В 1883 году социалист Кловис Юг писал во введении к тому неукротимого Леона Кладеля: «Окаменение республики в буржуазном духе не мешает литературе быть социалистической. Быть может, она бессознательно такова; но она такова. И это главное для будущего... Откройте роман, какой угодно, посетите театральное представление, какое угодно, и если у вас есть малейшая способность комбинировать детали, улавливать идею в факте, следовать философской нити сквозь интригу, вы будете поражены количеством социализма, которое исходит из этого романа и этой пьесы. Ощущал ли автор себя ответственным перед Революцией при написании своего произведения? Ни малейшего в мире. Он уступил мощному натиску событий, он подчинился историческим роковым неизбежностям своего времени, перманентному влиянию страдающего человечества... Что означает эта трансформация? Она означает, что философии просачиваются в литературу; она означает, что близок час, раз идея бессознательно воплощается в форму; она означает, что четвертое сословие поднимается, что справедливость близка».

**Извлечённые строки:**
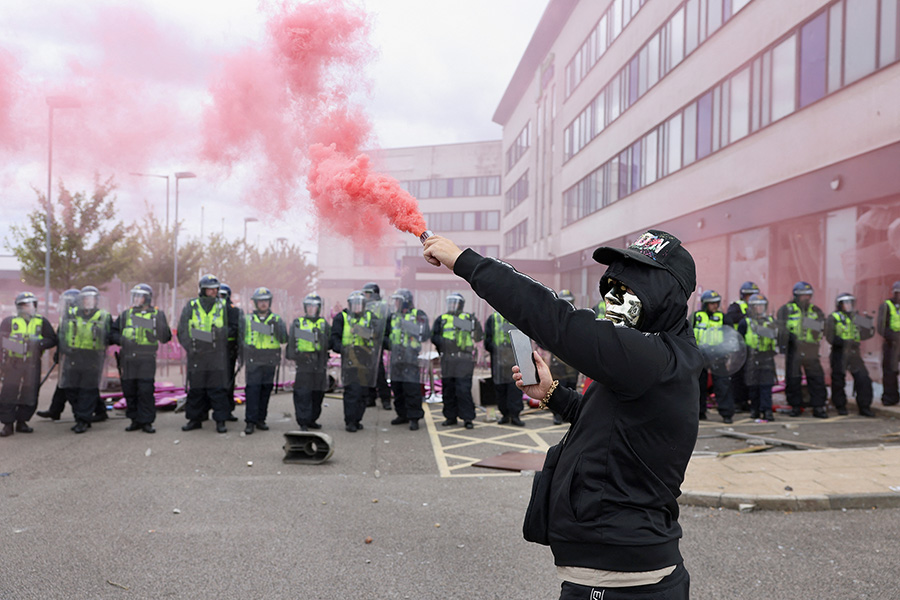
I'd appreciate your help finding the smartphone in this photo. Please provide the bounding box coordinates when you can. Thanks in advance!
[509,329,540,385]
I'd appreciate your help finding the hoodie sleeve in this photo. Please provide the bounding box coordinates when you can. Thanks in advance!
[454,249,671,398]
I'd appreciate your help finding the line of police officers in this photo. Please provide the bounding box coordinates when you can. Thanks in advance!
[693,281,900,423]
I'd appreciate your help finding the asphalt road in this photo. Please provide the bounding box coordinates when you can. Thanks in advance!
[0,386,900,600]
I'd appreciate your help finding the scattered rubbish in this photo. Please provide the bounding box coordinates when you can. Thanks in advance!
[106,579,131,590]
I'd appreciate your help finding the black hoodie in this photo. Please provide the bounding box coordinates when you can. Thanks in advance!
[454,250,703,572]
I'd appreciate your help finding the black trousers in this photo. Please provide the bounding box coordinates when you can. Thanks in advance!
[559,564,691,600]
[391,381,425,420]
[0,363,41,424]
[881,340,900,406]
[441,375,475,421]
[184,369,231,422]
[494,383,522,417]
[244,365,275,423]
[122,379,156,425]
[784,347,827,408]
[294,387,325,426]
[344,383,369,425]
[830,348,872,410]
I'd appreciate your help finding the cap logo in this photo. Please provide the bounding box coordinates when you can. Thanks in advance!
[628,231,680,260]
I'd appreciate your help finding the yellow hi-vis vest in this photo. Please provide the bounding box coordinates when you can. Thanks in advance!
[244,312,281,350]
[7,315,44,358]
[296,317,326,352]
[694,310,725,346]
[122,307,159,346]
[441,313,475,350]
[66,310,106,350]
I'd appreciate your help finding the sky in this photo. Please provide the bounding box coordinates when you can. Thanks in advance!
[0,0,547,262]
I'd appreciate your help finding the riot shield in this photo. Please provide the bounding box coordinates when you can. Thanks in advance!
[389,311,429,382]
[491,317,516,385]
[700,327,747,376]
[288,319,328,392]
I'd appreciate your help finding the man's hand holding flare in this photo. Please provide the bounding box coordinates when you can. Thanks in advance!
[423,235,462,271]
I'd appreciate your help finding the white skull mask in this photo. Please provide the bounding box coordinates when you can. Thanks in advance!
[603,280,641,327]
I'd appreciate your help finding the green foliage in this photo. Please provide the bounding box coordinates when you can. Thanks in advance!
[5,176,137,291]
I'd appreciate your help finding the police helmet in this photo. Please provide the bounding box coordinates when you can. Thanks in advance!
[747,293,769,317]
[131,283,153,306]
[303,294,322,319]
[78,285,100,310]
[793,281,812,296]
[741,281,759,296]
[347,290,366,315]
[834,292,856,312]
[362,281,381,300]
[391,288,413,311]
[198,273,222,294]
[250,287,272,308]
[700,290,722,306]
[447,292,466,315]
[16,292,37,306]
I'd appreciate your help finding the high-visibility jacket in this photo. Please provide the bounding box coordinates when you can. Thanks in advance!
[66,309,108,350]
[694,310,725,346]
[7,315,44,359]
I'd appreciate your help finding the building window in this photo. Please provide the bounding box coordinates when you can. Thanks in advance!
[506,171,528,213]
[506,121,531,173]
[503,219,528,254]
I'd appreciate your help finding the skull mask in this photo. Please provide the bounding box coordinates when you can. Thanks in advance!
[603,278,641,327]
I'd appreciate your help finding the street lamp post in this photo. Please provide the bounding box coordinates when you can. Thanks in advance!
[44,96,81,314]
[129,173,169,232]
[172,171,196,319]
...
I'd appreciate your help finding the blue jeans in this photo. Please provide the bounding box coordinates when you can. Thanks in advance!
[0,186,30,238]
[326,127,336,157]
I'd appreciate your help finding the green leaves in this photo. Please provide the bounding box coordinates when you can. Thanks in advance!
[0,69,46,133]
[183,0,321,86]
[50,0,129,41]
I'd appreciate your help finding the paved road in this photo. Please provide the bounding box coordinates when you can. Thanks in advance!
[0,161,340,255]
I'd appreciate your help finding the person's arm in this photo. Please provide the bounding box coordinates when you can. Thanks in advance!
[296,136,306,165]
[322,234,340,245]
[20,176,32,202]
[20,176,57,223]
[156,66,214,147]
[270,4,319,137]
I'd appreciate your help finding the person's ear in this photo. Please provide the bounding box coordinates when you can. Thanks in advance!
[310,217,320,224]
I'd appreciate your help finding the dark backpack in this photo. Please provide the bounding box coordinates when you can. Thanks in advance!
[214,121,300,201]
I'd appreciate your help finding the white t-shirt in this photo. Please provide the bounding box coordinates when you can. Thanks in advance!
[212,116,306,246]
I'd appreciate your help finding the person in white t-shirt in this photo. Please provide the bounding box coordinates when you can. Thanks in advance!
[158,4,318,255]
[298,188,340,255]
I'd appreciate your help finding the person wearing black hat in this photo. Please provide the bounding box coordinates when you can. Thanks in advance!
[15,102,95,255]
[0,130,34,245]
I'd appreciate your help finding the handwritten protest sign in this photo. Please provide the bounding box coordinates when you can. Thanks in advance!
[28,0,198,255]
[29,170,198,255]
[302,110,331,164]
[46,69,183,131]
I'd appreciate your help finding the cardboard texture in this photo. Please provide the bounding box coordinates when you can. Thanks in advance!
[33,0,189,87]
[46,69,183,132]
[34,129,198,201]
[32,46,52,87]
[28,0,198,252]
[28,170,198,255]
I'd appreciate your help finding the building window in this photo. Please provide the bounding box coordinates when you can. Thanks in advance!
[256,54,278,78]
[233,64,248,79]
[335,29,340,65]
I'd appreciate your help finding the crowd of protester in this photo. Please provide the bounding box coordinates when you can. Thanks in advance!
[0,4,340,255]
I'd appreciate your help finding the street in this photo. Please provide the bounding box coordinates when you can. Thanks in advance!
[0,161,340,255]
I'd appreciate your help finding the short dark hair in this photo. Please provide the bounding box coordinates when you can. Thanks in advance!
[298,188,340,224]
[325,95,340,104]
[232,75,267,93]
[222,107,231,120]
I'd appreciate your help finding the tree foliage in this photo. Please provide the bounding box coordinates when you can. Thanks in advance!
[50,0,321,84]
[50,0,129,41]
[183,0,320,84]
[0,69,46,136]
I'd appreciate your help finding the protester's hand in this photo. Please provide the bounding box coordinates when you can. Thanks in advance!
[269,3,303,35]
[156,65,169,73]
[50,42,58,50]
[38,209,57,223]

**Задание 1:**
Соответствуют ли фрагменту о социализме в литературе утверждения (a), (b) и (c)? На каждое ответьте «да» или «нет» и приведите решающие слова фрагмента в виде точной цитаты.
(a) Кловис Юг писал свое введение в 1883 году.
(b) По мнению Юга, автор, создавая произведение, ощущал себя ответственным перед Революцией.
(c) Юг допускает, что литература может быть социалистической бессознательно.
**Задание 2:**
Какие умения читателя, позволяющие заметить социализм в романе или пьесе, называет Юг во фрагменте о социализме в литературе? Перечислите все.
**Задание 3:**
Допишите продолжение фрагмента о социализме в литературе, начиная сразу после его последней фразы.

**Ответ 1:**
(a) Да: «В 1883 году социалист Кловис Юг писал во введении к тому неукротимого Леона Кладеля».
(b) Нет: «Ощущал ли автор себя ответственным перед Революцией при написании своего произведения? Ни малейшего в мире».
(c) Да: «Быть может, она бессознательно такова; но она такова».

**Ответ 2:**
1. Комбинировать детали.
2. Улавливать идею в факте.
3. Следовать философской нити сквозь интригу.

**Ответ 3:**
Круглым десятилетием позже (1894 г.) А. Амон, друг анархии, писал:—
«Читайте в листках, наиболее враждебных анархистам, — таких как „Фигаро“, „Журналь“, „Жиль Блас“, „Эко де Пари“, — рассказы, зарисовки и хронику Мирбо, Бауэров, Дескавов, Полей Адамов, Бернаров Лазаров, Ажальберов, Северин и т. д., и вы заметите, что анархистские тенденции переполняют их. Проследите за „молодыми журналами“, и вы увидите, что нет, говоря в целом, стихотворения, рассказа, какого бы то ни было исследования, которое не клонилось бы к разрушению того, что анархисты квалифицируют как социальный предрассудок, — родины, власти, семьи, судов, милитаризма и т. д.
Все мыслящие люди этой эпохи — ученые, литераторы, художники и т. д., — можно сказать, все, столь редки те, кто запирается в „башне из слоновой кости“ или исповедует доктрины, восхваляющие существующий порядок, — все относительно молодые люди, я имею в виду тех, кто достиг совершеннолетия после 1870 года, имеют либертарные склонности. Результатом является страстная пропаганда в самых разнообразных формах и в самой разнородной среде».
Еще позже (в 1899 году) открытый противник анархизма г-н Фирен-Геварт писал в своем замечательном социальном исследовании «Современная тоска»: «Существуют, во-первых, воинствующие анархисты — горстка жалких голодранцев и безумцев, чье учение состоит исключительно в слепом подчинении инстинктам животного внутри них. Существуют, во-вторых, невольные или дилетантские анархисты. Последние исчисляются легионами. Они встречаются в высших слоях общества. Они даже составляют интеллектуальную элиту своего времени. Каждый философ, романист, поэт, драматург и художник сегодня является скрытым анархистом; и очень часто он этим кичится».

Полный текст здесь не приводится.